§ **EXERCISE DESCRIPTION**:
Without any images, output the records below verbatim.

§ **TASK MATERIAL**:
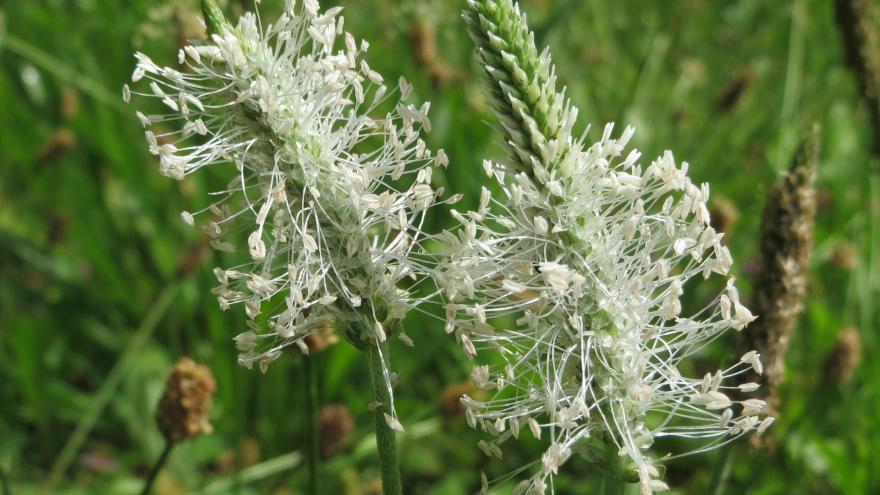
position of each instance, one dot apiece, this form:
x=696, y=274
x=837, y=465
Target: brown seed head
x=786, y=244
x=861, y=44
x=184, y=406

§ **FINAL ANSWER**:
position of each instance, one dot apiece, this form:
x=696, y=274
x=837, y=465
Target: brown seed head
x=786, y=244
x=861, y=44
x=184, y=406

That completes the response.